An Article on Fr. Martin

Published on July 31, 2020

Here is an extract from the Furrow Journal from 2016 while Fr. Martin Shanahan was there.

Light of evening….. Maynooth. Fr Willie King, 52 Lower Rathmines Road, Dublin 6, writes

Much in the news of late, St Patrick’s College, Maynooth is a beautiful place. Beautiful at any time of the year, but especially in summer. Gerard M. Hopkins, the celebrated poet and Jesuit priest penned his great love for Oxford University in a hymn of praise called Duns Scotus’s Oxford. The opening line of that poem is vintage Hopkins: Towery city and branchy between towers. As far as I know (I never had the opportunity of studying there) Maynooth doesn’t have towers but it has spires and steep roofs and Gothic arches, hand-carved altars and pictorial designs in stained glass that make it special. It also has ancient limes and beeches that line the long walk at the back: what generations of priests fondly call the Graf (Grafton Street).

Along with my young Croatian friend, Lucija, I made a short visit to the seminary at dusk one evening last week. I wondered how a young, highly-qualified woman from abroad who reads the paper would react to the national seminary. She loved it. She loved the peace that filled the twilight that evening.
==================================================
Check your understanding:
[a] From the Maynooth article, set down the stretch from "Along with my" through "twilight that evening." word for word.
[b] According to the Maynooth article, what do generations of priests fondly call the long walk lined with limes and beeches at the back of the college?
[c] Continue the article about the evening visit to Maynooth, picking up after its final sentence.

Given information:
==================================================
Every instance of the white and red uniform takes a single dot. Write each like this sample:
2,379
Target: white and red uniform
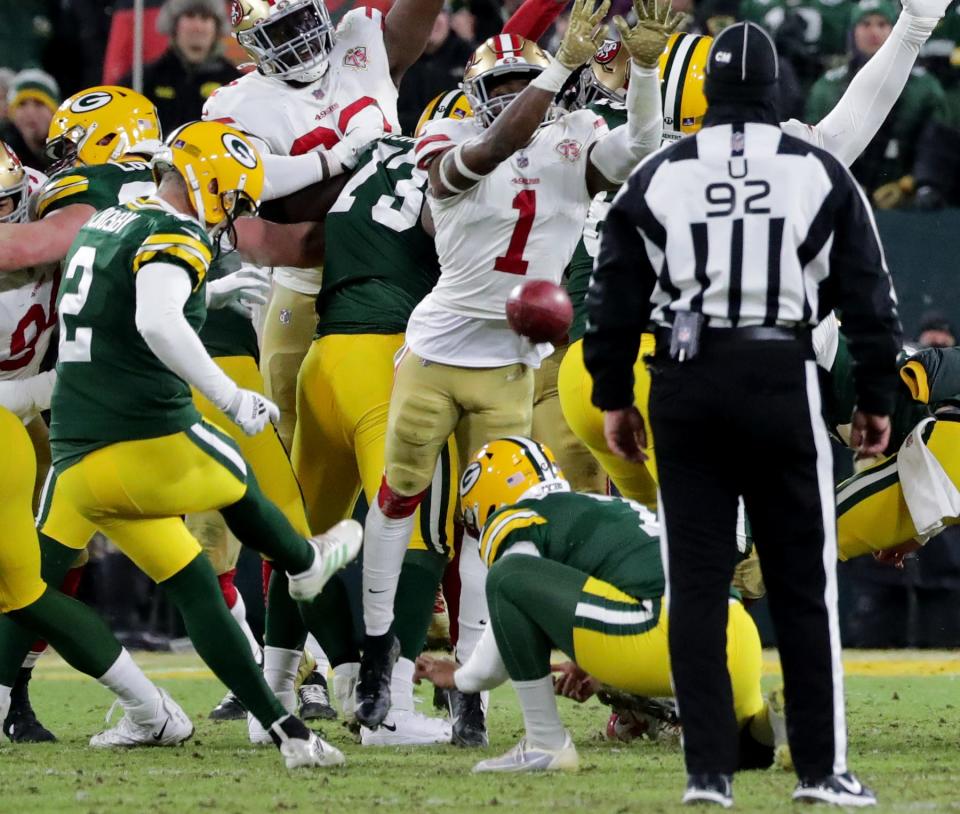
==================================================
Results of the exercise:
[a]
Along with my young Croatian friend, Lucija, I made a short visit to the seminary at dusk one evening last week. I wondered how a young, highly-qualified woman from abroad who reads the paper would react to the national seminary. She loved it. She loved the peace that filled the twilight that evening.

[b] They call it the Graf (Grafton Street).

[c]
And the students we came across in the elegant St Joseph’s Square were friendly, courteous and dignified. They patiently answered our questions about Maynooth’s proud traditions, its architecture and its natural beauty. ‘And what are those birds making such a racket in that tree? she wanted to know.
Inside we strolled through the wooden corridors. One wall was lined with solemn-looking bishops from old Ireland; on the other, ordination class pieces-cameos in sepia of young men, many now gone to their eternal reward.

Dressed in a white shirt, sleeveless black pullover and black pants, a man came towards us. He had an honest face. The apostles must have been like him – no frills. You could go without fear to him to confess your sins. From Quilty, County Clare, he will be ordained in two years. He had worked for the ESB at Moneypoint power station. Some years ago his dear wife passed away; he has a son at the university across the bridge, he told us.

Lucija wanted to see the chapel. He readily obliged: climbed stairs, unlocked doors, switched on the full lights, explained things; then he shut it all down again. Any parish will be lucky to have him. My friend and I knelt; my prayer was the Maynooth will continue to train fine priests like the Quilty man, who once brought light to his native Clare and will soon bring a brighter light to whomsoever he serves.